◆ Work required
Only these lines of the data below are wanted: the one with "[locate] microphone (a", the one with "[locate] white fabric", and any lines between them, each repeated exactly.

Records from a data collection
= Beginning of Section =
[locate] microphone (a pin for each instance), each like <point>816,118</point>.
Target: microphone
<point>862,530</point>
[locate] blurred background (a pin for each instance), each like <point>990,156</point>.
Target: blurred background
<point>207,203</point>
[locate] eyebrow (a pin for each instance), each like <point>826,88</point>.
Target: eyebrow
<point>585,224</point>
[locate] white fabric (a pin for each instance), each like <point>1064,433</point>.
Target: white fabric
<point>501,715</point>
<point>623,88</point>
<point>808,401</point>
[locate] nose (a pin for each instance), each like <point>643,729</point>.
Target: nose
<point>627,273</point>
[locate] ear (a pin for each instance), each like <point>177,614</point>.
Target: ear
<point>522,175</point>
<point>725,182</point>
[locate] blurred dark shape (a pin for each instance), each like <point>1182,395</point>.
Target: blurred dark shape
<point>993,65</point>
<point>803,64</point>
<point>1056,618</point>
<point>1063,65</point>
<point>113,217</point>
= End of Section =
= Beginning of Section =
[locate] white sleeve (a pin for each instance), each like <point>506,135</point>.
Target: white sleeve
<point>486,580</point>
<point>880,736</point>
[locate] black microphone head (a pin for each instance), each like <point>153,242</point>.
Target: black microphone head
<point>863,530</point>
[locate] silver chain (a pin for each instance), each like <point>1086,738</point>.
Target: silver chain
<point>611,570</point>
= End of Section =
= Beginning of Section =
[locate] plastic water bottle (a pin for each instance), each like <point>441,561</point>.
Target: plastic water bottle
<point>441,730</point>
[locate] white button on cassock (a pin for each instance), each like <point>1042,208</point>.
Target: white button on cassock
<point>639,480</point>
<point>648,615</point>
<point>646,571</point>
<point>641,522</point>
= End of Section =
◆ Written response
[locate] microphone (a pin for each instance), each like <point>816,118</point>.
Target: microphone
<point>862,530</point>
[locate] blurred background (a pin for each instance), each like <point>990,156</point>.
Target: blurred background
<point>207,203</point>
[locate] eyebrow (a pin for each instance), each like <point>826,88</point>.
Target: eyebrow
<point>585,224</point>
[locate] white fabric (a pin for each instance), each like <point>1064,433</point>.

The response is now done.